▶ WORK REQUEST
Your task is to print all of the data word for word.
GIVEN ENTRIES Block Start
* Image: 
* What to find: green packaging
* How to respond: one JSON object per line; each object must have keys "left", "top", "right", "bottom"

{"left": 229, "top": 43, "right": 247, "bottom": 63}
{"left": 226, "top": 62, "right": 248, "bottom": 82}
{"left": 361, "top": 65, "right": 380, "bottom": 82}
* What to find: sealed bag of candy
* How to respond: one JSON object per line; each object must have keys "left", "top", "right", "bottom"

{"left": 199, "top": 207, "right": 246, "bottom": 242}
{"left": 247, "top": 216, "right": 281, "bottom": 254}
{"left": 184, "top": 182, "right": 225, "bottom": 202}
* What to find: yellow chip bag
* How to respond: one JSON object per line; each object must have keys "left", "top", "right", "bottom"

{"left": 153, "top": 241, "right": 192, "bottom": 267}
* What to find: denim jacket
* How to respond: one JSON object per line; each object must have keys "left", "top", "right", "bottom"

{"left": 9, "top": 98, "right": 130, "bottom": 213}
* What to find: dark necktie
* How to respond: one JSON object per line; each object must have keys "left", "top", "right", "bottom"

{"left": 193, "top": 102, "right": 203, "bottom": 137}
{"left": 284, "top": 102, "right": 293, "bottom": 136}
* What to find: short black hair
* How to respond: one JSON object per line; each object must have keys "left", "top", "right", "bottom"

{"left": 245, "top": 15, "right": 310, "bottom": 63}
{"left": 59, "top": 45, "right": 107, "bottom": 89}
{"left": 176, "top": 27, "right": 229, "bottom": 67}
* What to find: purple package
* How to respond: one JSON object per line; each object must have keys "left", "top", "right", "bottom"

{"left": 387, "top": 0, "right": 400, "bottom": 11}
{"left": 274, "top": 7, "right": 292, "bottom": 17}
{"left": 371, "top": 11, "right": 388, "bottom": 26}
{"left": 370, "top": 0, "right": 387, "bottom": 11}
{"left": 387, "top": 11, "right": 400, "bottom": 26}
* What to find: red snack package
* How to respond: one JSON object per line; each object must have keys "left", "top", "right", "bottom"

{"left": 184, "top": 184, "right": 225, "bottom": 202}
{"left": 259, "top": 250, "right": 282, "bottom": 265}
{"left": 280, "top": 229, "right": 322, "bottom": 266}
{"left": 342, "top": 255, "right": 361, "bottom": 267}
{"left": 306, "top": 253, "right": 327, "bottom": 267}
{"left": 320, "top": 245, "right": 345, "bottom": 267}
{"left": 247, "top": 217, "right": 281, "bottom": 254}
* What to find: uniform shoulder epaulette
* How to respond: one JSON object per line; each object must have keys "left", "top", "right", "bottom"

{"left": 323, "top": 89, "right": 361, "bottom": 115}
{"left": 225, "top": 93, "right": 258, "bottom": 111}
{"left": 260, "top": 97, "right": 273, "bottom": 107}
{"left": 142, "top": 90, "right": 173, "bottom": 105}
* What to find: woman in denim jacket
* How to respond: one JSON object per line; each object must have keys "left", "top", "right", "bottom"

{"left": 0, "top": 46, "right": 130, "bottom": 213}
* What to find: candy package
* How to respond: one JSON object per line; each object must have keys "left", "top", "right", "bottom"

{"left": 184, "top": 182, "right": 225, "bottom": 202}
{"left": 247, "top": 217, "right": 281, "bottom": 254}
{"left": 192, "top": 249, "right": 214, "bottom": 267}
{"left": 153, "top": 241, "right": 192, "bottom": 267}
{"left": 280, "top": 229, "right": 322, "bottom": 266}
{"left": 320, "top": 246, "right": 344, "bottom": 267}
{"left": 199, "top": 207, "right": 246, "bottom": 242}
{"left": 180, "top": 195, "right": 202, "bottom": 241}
GIVEN ENTRIES Block End
▶ TASK OUTPUT
* Image: 
* What to find: green packaging
* How to respond: one JSON object per line; each object must have keys "left", "top", "right", "bottom"

{"left": 229, "top": 43, "right": 247, "bottom": 63}
{"left": 226, "top": 62, "right": 248, "bottom": 82}
{"left": 361, "top": 65, "right": 380, "bottom": 82}
* What to find: sealed bag of candy
* How to respond: one JSON object per line; each object must have keys "left", "top", "right", "bottom"

{"left": 199, "top": 207, "right": 246, "bottom": 242}
{"left": 247, "top": 216, "right": 281, "bottom": 254}
{"left": 184, "top": 182, "right": 225, "bottom": 202}
* What to find: yellow chip bag
* How to respond: one JSON object per line; each object must have keys "left", "top", "right", "bottom"

{"left": 153, "top": 241, "right": 192, "bottom": 267}
* What to find: denim jacket
* How to respond: one JSON object per line; each object must have keys "left", "top", "right", "bottom"

{"left": 9, "top": 98, "right": 130, "bottom": 213}
* What to find: dark necktie
* How to respond: one JSON object per line; each object must have keys "left", "top", "right", "bottom"

{"left": 193, "top": 102, "right": 203, "bottom": 137}
{"left": 284, "top": 102, "right": 293, "bottom": 136}
* What to find: short black hair
* How to respond: one JSON object per line; each object must have keys "left", "top", "right", "bottom"

{"left": 245, "top": 15, "right": 310, "bottom": 63}
{"left": 59, "top": 45, "right": 107, "bottom": 89}
{"left": 176, "top": 27, "right": 229, "bottom": 67}
* What to find: purple package
* How to respond: one JSON object per line; each object must have keys "left", "top", "right", "bottom"

{"left": 387, "top": 0, "right": 400, "bottom": 11}
{"left": 274, "top": 7, "right": 292, "bottom": 17}
{"left": 371, "top": 11, "right": 388, "bottom": 26}
{"left": 370, "top": 0, "right": 387, "bottom": 11}
{"left": 387, "top": 11, "right": 400, "bottom": 26}
* What to find: red snack package
* How to respond: one JSON object per line; each object must have keys "left", "top", "right", "bottom"

{"left": 184, "top": 184, "right": 225, "bottom": 202}
{"left": 259, "top": 250, "right": 282, "bottom": 265}
{"left": 280, "top": 229, "right": 322, "bottom": 266}
{"left": 342, "top": 255, "right": 361, "bottom": 267}
{"left": 306, "top": 253, "right": 327, "bottom": 267}
{"left": 320, "top": 245, "right": 345, "bottom": 267}
{"left": 247, "top": 217, "right": 281, "bottom": 254}
* What to find: uniform shoulder epaulette
* How to respond: one JSON object per line; each object must have keys "left", "top", "right", "bottom"

{"left": 323, "top": 89, "right": 361, "bottom": 115}
{"left": 225, "top": 93, "right": 258, "bottom": 111}
{"left": 260, "top": 97, "right": 273, "bottom": 107}
{"left": 142, "top": 90, "right": 173, "bottom": 105}
* What to find: woman in denim jacket
* How to respond: one JSON object per line; each object must have keys "left", "top", "right", "bottom"

{"left": 0, "top": 46, "right": 130, "bottom": 213}
* What to find: candy package
* How to respond: one JSON object per line; each object must have keys "left", "top", "right", "bottom"

{"left": 184, "top": 182, "right": 225, "bottom": 202}
{"left": 247, "top": 217, "right": 281, "bottom": 254}
{"left": 192, "top": 249, "right": 214, "bottom": 267}
{"left": 153, "top": 241, "right": 192, "bottom": 267}
{"left": 280, "top": 229, "right": 322, "bottom": 266}
{"left": 320, "top": 246, "right": 344, "bottom": 267}
{"left": 199, "top": 207, "right": 246, "bottom": 242}
{"left": 180, "top": 195, "right": 202, "bottom": 241}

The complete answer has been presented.